TEXT SEGMENT ->
++++
As well, there are some packaging deletions that are head-scratchers. I thought RG Perlas were a lot more popular in 5x5's. Don't think I've ever bought them any other way. Fortunately, I'm pretty well loaded on those, though I guess the 25's are just fine for my purposes too. And while Monte #1's & #3's are mercifully still available in 25-count boxes, the 10ers of this wildly popular series make great gifts and "party packs". Thank goodness they left the #2's & #4's alone.


----------



## TonyBrooklyn (Jan 28, 2010)

curmudgeonista said:


> I grabbed a couple of boxes of HUPC's, and (hopefully) managed to secure some better box codes. I feel like I can breathe a little easier now... and will try to get more if/when the opportunity arises (meaning a fortuitous confluence of price, availability, and finances).
> 
> And, @*bpegler*, I really do see your point. There are a couple of other goners that should not be ignored.
> 
> As well, there are some packaging deletions that are head-scratchers. I thought RG Perlas were a lot more popular in 5x5's. Don't think I've ever bought them any other way. Fortunately, I'm pretty well loaded on those, though I guess the 25's are just fine for my purposes too. And while Monte #1's & #3's are mercifully still available in 25-count boxes, the 10ers of this wildly popular series make great gifts and "party packs". Thank goodness they left the #2's & #4's alone.


I don't think the Monticristo #2 will ever be discontinued.:smile2: By far the most popular of any Habano year in and year out, there must be a reason.:vs_cool:


----------



## Bird-Dog (Oct 16, 2009)

TonyBrooklyn said:


> I don't think the Monticristo #2 will ever be discontinued.:smile2: By far the most popular of any Habano year in and year out, there must be a reason.:vs_cool:


I just meant the 10-count boxes, since that's what they took away in the #1's & #3's.

But now that you mention it, I wasn't aware that popularity, or lack thereof, had anything to do with HSA's deletions. I thought it was all about turning the tobacco from three or four coronas that I loved into one overpriced jawbreaker with a double band. :vs_laugh::vs_laugh::vs_laugh:


----------



## TonyBrooklyn (Jan 28, 2010)

curmudgeonista said:


> I just meant the 10-count boxes, since that's what they took away in the #1's & #3's.
> 
> But now that you mention it, I wasn't aware that popularity, or lack thereof, had anything to do with HSA's deletions. I thought it was all about turning the tobacco from three or four coronas that I loved into one overpriced jawbreaker with a double band. :vs_laugh::vs_laugh::vs_laugh:


There used to be a member on here still drops by from time to time. His Handle was Tarks a Canadian i believe his real name was Jeff.
Anyways up in Canada they have an exclusive name for those larger R/G Havana's. They call them DonkeyDick cigars. :surprise::laugh2::vs_laugh:


----------



## Bird-Dog (Oct 16, 2009)

TonyBrooklyn said:


> There used to be a member on here still drops by from time to time. His Handle was Tarks a Canadian i believe his real name was Jeff.
++++
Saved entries
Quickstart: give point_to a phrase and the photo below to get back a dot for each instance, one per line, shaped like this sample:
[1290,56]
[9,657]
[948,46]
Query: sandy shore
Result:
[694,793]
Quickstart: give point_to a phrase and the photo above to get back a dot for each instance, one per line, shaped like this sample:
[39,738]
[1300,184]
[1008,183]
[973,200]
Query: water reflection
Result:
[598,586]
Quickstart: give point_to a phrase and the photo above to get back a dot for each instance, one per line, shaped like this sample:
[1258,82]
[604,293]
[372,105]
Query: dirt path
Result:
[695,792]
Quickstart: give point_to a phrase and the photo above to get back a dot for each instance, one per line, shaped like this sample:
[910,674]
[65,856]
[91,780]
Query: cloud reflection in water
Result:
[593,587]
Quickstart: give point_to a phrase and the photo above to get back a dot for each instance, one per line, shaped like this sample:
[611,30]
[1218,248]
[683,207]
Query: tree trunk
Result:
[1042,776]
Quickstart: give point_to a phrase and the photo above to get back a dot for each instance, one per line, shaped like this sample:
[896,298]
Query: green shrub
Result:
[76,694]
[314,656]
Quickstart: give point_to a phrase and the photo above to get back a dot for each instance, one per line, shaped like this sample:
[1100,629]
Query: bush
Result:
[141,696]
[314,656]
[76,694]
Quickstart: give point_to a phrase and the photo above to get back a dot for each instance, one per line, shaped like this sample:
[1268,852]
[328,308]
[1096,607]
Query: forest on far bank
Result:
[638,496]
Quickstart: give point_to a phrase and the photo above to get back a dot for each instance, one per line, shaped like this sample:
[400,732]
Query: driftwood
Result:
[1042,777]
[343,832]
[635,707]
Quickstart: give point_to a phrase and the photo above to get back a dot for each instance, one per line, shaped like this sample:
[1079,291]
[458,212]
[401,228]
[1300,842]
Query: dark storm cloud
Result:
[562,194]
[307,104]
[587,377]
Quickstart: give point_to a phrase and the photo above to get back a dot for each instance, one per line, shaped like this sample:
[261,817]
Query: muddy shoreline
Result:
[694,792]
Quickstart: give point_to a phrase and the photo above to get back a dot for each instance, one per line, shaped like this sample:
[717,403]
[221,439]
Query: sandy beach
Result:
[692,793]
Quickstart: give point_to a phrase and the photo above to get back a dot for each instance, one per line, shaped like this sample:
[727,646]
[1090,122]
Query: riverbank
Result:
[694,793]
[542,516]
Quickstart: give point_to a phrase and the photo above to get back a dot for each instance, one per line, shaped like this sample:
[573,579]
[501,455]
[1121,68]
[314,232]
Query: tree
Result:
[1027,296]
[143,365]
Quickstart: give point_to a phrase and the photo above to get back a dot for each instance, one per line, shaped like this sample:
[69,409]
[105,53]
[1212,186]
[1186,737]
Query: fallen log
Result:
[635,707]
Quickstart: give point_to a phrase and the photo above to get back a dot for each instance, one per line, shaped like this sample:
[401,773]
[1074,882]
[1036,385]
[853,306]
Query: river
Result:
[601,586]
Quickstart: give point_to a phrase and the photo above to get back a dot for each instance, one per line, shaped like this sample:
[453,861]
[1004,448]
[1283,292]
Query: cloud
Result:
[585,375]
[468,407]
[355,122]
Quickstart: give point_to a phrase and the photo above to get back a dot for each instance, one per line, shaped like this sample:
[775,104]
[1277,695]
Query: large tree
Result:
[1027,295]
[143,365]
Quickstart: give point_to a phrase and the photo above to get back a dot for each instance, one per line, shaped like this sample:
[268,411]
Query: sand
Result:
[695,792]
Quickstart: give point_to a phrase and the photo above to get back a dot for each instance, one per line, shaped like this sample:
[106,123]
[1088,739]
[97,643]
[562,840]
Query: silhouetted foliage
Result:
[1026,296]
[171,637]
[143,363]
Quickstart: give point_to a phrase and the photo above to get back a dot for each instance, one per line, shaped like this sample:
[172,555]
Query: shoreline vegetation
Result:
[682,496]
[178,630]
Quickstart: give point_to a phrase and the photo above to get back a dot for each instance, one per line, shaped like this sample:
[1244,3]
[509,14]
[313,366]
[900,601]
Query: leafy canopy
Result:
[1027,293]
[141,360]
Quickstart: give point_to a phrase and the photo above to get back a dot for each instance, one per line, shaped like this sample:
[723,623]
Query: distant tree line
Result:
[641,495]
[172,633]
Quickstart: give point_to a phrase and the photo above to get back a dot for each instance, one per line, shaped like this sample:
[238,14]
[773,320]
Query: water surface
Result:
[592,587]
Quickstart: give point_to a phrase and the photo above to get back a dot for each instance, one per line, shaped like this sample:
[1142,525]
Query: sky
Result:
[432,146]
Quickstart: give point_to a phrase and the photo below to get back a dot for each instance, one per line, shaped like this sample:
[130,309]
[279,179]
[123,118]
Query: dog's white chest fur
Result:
++++
DIRECTIONS ->
(1) List each distinct emoticon code (a word set between colons, such as :smile2:) that appears in the cigar forum thread.
(2) Continue the cigar forum thread from the point where it stops.

TASK ANSWERS ->
(1)
:smile2:
:vs_cool:
:vs_laugh:
:surprise:
:laugh2:

(2)
> Anyways up in Canada they have an exclusive name for those larger R/G Havana's. They call them DonkeyDick cigars. :surprise::laugh2::vs_laugh:


Yes, I am familiar with the DD designation. I chose to use "jawbreaker" for fear of being suspended for saying the other thing! See you in 30-days Tony!

Just kidding! >


----------



## Joe Sticks (May 31, 2016)

Out of curiosity, does Habanos SA ever share their reasoning behind deleting items ? If not officially, does the word get out afterwards ? I've read a lot of comments on various forums and many CC smokers are quite baffled by some of HSA's recent moves.


----------



## TonyBrooklyn (Jan 28, 2010)

Joe Sticks said:


> Out of curiosity, does Habanos SA ever share their reasoning behind deleting items ? If not officially, does the word get out afterwards ? I've read a lot of comments on various forums and many CC smokers are quite baffled by some of HSA's recent moves.


In my mind its like any other business. At the end of the day its all about dollars and cents. Products deleted because of either poor sales, or to make room. For a new product to liven up a marca or vitola.:vs_cool:


----------



## Bird-Dog (Oct 16, 2009)

Joe Sticks said:


> Out of curiosity, does Habanos SA ever share their reasoning behind deleting items ? If not officially, does the word get out afterwards ? I've read a lot of comments on various forums and many CC smokers are quite baffled by some of HSA's recent moves.





TonyBrooklyn said:


> In my mind its like any other business. At the end of the day its all about dollars and cents. Products deleted because of either poor sales, or to make room. For a new product to liven up a marca or vitola.:vs_cool:


Tony is right, of course. But a lot of us who love the traditional vitolas feel like they're killing off old-school cigars in the name of trendiness and an Americanized marketing scheme to drive sales of ever higher and higher priced "special" cigars.

Even knowing this, it remains shocking to see a favorite discontinued. And all too often those are cigars that actually are quite popular among the online community. Perhaps we are mistaken in thinking we are reflective of the broader market. IDK. But that still leaves many of us feeling neglected as loyal customers.


----------



## UBC03 (Nov 18, 2015)

curmudgeonista said:


> Tony is right, of course. But a lot of us who love the traditional vitolas feel like they're killing off old-school cigars in the name of trendiness and an Americanized marketing scheme to drive sales of ever higher and higher priced "special" cigars. Even knowing this, it remains shocking to see a favorite discontinued. And all too often those are cigars that actually are quite popular among the online community. Perhaps we are mistaken in thinking we are reflective of the broader market. IDK. But that still leaves many of us feeling neglected as loyal customers.


Agreed..but IMO we as guys that love cigars and smoke the "normal" size cigars are in the minority. Out of the 20+ smokers I know only 3 of us have actual storage. Most of the guys that I know walk into a b&m, pick up a Daddy Warbucks cigar, smoke a third, finish their conversation and leave it in the tray. No appreciation for the cigar, it's just a prop.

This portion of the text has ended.